## Direction A
Update the entries between the line holding "Task: indicate the flagpole" and the end of the entries, inclusive, so that "wrought iron fence" becomes "metal fence" and nothing else changes. Return only those lines.

## Excerpt provided
------------------------------

I really don't want to get into a prolonged argument over semantics here. Not a huge fan of arguing on an internet forum with anonymous users.
These arguments have been happening since 2006 when Apple went with Intel, and it seems to never end. The point is Apple uses PC parts now, it's not PowerPC anymore. Windows can be installed. You can do whatever you want with it now.
The OP was about letting others know that...yes you can play a modern game that came out 10 days ago on a tiny laptop. Yes it will get hot and yes it may shorten the lifespan of the said machine. It's supposed to be a helpful thread not one to argue over if OS X supports games or not and what a machine that costs over $2,000 is capable of doing (I bought mine $1,800 brand new FYI).
Then 2015 users came out of the woodwork and were disappointed that their AMD GPU's are being throttled by either Apple (highly likely via EFI) or AMD. The M370x is a faster (by the numbers) GPU than the 750m. If it is being throttled there must be a reason.

------------------------------

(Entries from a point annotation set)
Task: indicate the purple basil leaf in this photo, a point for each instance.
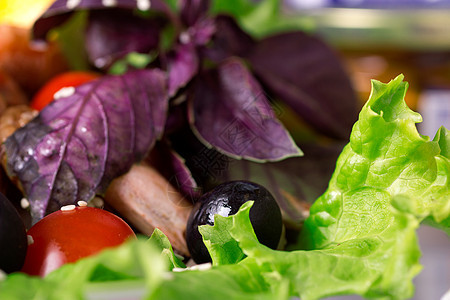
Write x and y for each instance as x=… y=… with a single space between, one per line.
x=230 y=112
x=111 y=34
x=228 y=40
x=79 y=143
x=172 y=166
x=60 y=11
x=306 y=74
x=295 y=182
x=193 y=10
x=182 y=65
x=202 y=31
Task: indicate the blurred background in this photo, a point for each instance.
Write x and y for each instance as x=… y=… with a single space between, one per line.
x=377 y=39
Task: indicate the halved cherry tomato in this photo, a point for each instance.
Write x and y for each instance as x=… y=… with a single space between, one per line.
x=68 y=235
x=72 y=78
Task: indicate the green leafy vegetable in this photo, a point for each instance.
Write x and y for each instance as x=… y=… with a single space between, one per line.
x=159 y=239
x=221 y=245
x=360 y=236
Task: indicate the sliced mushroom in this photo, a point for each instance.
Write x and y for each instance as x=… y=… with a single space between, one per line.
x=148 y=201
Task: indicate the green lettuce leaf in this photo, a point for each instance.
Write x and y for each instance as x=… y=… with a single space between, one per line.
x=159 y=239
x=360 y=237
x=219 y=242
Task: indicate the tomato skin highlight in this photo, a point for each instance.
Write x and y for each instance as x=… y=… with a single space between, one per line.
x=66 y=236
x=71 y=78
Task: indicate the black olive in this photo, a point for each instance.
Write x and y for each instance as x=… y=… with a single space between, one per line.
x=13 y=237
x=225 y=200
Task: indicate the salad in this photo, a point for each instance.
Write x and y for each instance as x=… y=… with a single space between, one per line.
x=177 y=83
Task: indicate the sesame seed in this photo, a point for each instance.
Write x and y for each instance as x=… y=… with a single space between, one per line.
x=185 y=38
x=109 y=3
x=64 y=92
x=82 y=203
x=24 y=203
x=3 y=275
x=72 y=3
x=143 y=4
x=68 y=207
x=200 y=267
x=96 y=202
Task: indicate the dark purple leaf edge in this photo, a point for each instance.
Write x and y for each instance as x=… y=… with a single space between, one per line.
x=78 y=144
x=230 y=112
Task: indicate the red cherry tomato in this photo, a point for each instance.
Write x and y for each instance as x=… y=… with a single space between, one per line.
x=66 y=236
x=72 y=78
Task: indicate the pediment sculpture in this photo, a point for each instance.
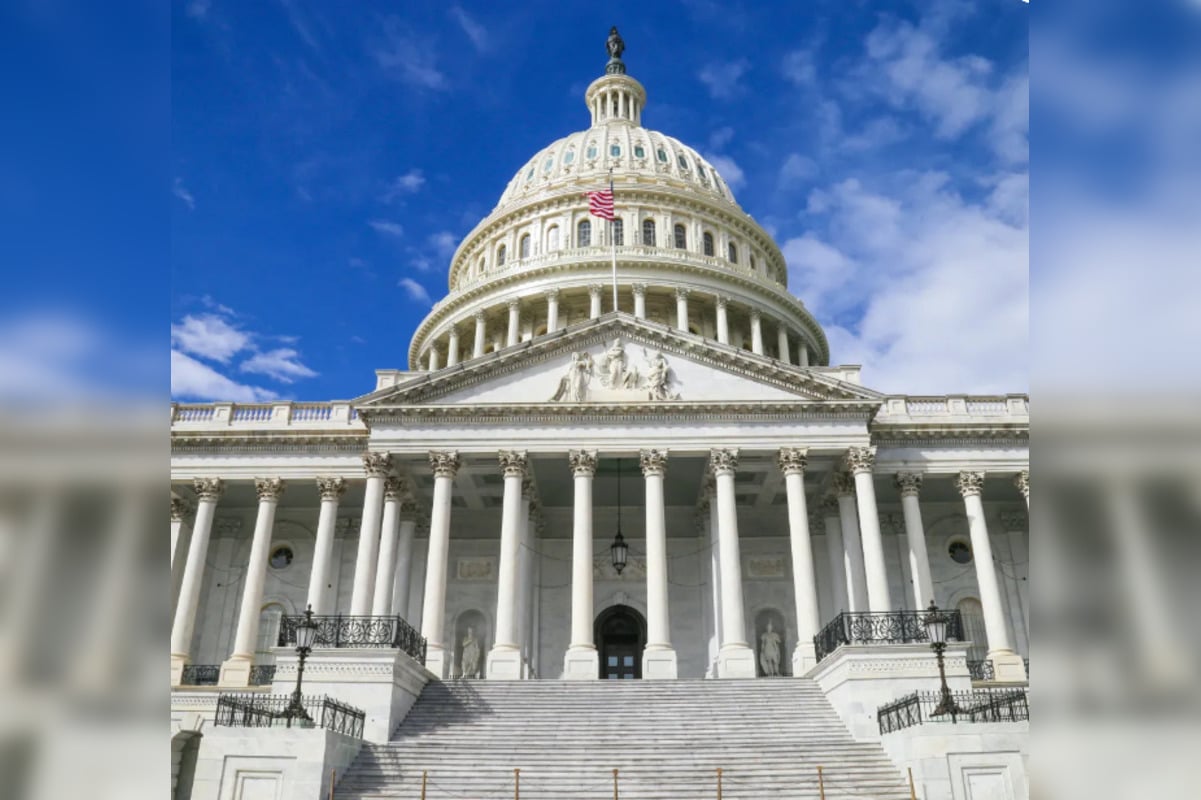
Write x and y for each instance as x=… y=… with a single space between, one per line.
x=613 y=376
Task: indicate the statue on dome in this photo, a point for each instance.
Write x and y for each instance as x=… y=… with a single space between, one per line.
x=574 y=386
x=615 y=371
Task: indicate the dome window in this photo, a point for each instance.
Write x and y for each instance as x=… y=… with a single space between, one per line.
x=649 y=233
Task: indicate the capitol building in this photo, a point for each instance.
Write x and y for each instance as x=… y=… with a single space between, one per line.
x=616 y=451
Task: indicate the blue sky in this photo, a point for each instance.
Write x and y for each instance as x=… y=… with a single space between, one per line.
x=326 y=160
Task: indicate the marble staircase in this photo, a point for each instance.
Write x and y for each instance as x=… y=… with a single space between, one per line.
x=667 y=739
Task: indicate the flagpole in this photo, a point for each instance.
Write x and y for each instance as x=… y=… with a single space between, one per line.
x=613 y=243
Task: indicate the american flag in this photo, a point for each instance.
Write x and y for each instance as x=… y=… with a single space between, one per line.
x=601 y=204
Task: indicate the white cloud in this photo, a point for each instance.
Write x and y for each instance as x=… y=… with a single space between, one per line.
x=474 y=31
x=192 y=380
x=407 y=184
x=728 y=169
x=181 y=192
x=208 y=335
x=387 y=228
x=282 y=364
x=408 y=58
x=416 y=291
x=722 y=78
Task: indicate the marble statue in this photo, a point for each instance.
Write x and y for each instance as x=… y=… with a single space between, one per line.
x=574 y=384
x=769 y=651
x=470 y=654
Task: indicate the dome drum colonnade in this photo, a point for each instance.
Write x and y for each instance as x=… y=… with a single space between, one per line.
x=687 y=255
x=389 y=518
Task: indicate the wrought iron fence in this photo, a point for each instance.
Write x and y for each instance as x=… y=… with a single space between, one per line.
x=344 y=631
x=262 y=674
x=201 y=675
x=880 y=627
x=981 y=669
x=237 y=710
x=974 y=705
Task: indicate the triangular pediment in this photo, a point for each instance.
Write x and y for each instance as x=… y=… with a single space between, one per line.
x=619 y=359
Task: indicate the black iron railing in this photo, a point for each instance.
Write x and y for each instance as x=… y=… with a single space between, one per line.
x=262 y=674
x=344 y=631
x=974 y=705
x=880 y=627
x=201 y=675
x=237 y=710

------------------------------

## Direction B
Print the part of the forum post about gaming on Apple laptops between "These arguments have" and "brand new FYI).", inclusive, without any changes.

## Written response A
Task: indicate the flagpole in this photo, a point for each instance.
Write x and y for each instance as x=… y=… with a single space between, one per line.
x=613 y=243
Task: indicate the american flag in this photo, a point for each instance.
Write x and y for each instance as x=… y=… with a single space between, one per line.
x=601 y=204
Task: indicate the white cloud in this photo, a point for each instance.
Write x and y for each instance as x=… y=… with a single space between, one per line.
x=474 y=31
x=192 y=380
x=407 y=184
x=728 y=169
x=181 y=192
x=208 y=335
x=387 y=228
x=282 y=364
x=408 y=58
x=416 y=291
x=722 y=78
Task: indicate the marble statue in this photo, a point for each instance.
Write x and y for each instance as x=… y=… with a single space between, one per line.
x=574 y=384
x=769 y=651
x=470 y=654
Task: indicate the dome drum colonnade in this photo, a point for each instance.
Write x and y for each instance as x=… y=… with a single space between, one per line.
x=687 y=255
x=389 y=518
Task: indicate the metal fence in this photo, a point for each instance.
Write x and y for each instance as x=… y=… with a single space between, one per line.
x=344 y=631
x=262 y=674
x=201 y=675
x=880 y=627
x=981 y=669
x=237 y=710
x=974 y=705
Task: indicate the triangular pediment in this photo, a point for each instance.
Write x and y for each instance as x=… y=… with a single space between, one per line.
x=619 y=359
Task: indicate the black iron railing in this photo, a point for each instance.
Write x and y for each instance as x=… y=… with a single space between, one per line.
x=262 y=674
x=344 y=631
x=974 y=705
x=880 y=627
x=201 y=675
x=237 y=710

## Written response B
These arguments have been happening since 2006 when Apple went with Intel, and it seems to never end. The point is Apple uses PC parts now, it's not PowerPC anymore. Windows can be installed. You can do whatever you want with it now.
The OP was about letting others know that...yes you can play a modern game that came out 10 days ago on a tiny laptop. Yes it will get hot and yes it may shorten the lifespan of the said machine. It's supposed to be a helpful thread not one to argue over if OS X supports games or not and what a machine that costs over $2,000 is capable of doing (I bought mine $1,800 brand new FYI).